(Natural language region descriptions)
>>
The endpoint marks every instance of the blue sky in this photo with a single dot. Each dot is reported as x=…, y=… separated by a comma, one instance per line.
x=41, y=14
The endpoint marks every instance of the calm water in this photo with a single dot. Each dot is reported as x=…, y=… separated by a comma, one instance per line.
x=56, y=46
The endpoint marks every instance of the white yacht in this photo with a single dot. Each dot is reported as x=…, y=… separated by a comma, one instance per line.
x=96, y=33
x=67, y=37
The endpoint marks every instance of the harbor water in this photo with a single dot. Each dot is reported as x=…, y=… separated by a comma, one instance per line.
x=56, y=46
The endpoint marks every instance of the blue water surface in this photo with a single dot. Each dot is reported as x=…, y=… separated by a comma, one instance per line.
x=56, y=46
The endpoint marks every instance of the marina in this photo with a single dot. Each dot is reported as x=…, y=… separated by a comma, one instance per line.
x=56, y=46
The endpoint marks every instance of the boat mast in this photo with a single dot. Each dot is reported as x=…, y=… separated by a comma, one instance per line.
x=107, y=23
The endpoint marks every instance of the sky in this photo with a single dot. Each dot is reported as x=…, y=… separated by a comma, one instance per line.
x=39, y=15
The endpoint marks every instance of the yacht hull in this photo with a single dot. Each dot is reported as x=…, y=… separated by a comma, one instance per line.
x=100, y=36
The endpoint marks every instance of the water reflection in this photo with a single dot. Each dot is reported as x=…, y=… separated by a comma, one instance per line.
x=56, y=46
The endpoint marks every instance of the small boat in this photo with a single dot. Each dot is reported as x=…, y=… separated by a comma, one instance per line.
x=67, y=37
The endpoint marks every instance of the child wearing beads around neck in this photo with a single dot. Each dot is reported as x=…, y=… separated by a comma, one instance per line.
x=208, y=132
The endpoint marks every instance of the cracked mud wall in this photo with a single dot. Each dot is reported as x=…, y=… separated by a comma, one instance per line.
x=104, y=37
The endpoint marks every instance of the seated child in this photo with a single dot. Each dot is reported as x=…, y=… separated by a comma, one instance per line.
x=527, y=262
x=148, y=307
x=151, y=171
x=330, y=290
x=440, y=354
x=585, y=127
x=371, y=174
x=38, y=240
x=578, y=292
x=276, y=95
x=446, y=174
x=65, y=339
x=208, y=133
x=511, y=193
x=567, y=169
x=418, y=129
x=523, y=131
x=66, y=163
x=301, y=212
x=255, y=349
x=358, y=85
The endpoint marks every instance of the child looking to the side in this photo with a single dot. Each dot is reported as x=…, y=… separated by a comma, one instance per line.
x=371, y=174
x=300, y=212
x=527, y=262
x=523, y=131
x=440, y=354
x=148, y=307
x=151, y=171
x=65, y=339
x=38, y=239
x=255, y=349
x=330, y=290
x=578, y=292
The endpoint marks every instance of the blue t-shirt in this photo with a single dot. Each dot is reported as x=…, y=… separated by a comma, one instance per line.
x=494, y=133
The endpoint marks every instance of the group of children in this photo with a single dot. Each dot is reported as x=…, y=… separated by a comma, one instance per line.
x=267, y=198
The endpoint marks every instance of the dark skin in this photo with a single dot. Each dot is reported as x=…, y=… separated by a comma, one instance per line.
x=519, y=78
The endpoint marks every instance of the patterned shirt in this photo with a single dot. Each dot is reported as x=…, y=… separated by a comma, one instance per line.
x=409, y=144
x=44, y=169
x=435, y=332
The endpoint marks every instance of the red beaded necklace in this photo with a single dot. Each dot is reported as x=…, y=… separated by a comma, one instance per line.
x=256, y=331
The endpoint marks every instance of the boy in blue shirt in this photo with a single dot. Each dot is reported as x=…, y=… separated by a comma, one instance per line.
<<
> Directions for this task: Give back all of the data above without any alteration.

> Result below:
The endpoint marks every instance of the blue sky in this photo with a single dot. Each dot is reported as x=…, y=… separated by a comma, one instance per line.
x=41, y=14
The endpoint marks every instance of the calm water in this photo with a single dot. Each dot is reported as x=…, y=… separated by a comma, one instance per line.
x=56, y=46
The endpoint marks every instance of the white yacht in this photo with a single dot. Each dot is reported as x=…, y=… separated by a comma, one instance per line.
x=96, y=33
x=67, y=37
The endpoint marks every instance of the harbor water in this photo with a single dot. Each dot is reported as x=…, y=… separated by a comma, one instance per line.
x=56, y=46
The endpoint marks every instance of the blue water surface in this photo with a single dot. Each dot is reported as x=…, y=… separated by a comma, one instance per line.
x=56, y=46
The endpoint marks every instance of the marina in this photo with a single dot. Each dot is reported as x=…, y=… separated by a comma, one instance per line.
x=56, y=46
The endpoint marks every instance of the boat mast in this photo with a single dot. Each dot is reported as x=…, y=… separated by a comma, one instance per line.
x=107, y=23
The endpoint marks every instance of the sky in this photo with a single dot. Each dot is reported as x=…, y=… separated by a comma, one instance per line.
x=39, y=15
The endpoint marks every instance of the yacht hull in this photo with a single dot. Each dot is reported as x=…, y=… separated by a comma, one instance per line.
x=100, y=36
The endpoint marks every instance of the water reflection in this photo with a single dot. Each dot is reported as x=…, y=… separated by a comma, one instance per line.
x=56, y=46
The endpoint marks every instance of the small boat in this photo with a single dot. Each dot is reported as x=…, y=… separated by a comma, one instance per line.
x=67, y=37
The endpoint marks every instance of the child wearing beads around neck in this photo with a single dot. Each dot is reported as x=…, y=… separated by a comma, one instance per line.
x=208, y=132
The endpoint marks every instance of the cracked mud wall in this photo with a single dot. Each dot is reported as x=…, y=… separated by a comma, one instance per line.
x=104, y=37
The endpoint marks every instance of the seated child in this photo with a single dot. Each dot is reported as x=…, y=… separated by a comma, one instance per line.
x=527, y=262
x=148, y=307
x=151, y=171
x=330, y=290
x=440, y=354
x=585, y=127
x=371, y=174
x=38, y=240
x=578, y=292
x=276, y=95
x=446, y=174
x=65, y=339
x=208, y=133
x=511, y=193
x=567, y=169
x=418, y=129
x=523, y=131
x=66, y=163
x=301, y=212
x=255, y=349
x=358, y=85
The endpoint marks every instance of the child looking to the side in this photo with a single dot. Each dot is reported as x=…, y=… separated by a comma, one instance per line.
x=371, y=174
x=300, y=212
x=527, y=262
x=523, y=131
x=440, y=354
x=148, y=307
x=151, y=171
x=65, y=339
x=38, y=239
x=255, y=349
x=330, y=290
x=578, y=292
The endpoint marks every instance of the blue t-shirt in this photo with a single dot. Each dot is reported as x=…, y=… separated by a comma, one instance per line.
x=494, y=133
The endpoint marks every instance of the group of children in this photo with a single dot. Each dot is reported as x=…, y=… separated by a comma, one instance per line.
x=267, y=198
The endpoint marks every instance of the dark skin in this photo with a single dot. Each dot is reported as x=…, y=… separated by a comma, one instance per line.
x=519, y=78
The endpoint marks every instance of the patterned shirt in this photo with a single dot. Each dot is reported as x=…, y=… separated by a comma, one instance per line.
x=409, y=144
x=44, y=169
x=435, y=332
The endpoint marks every instance of the red beaded necklace in this photo with a single dot. Each dot is reported as x=…, y=… separated by a comma, one instance per line.
x=256, y=331
The endpoint marks every instance of the boy in blue shirt in this photo with a single dot. Each dot is reported as x=…, y=… separated by a comma, one instance per line.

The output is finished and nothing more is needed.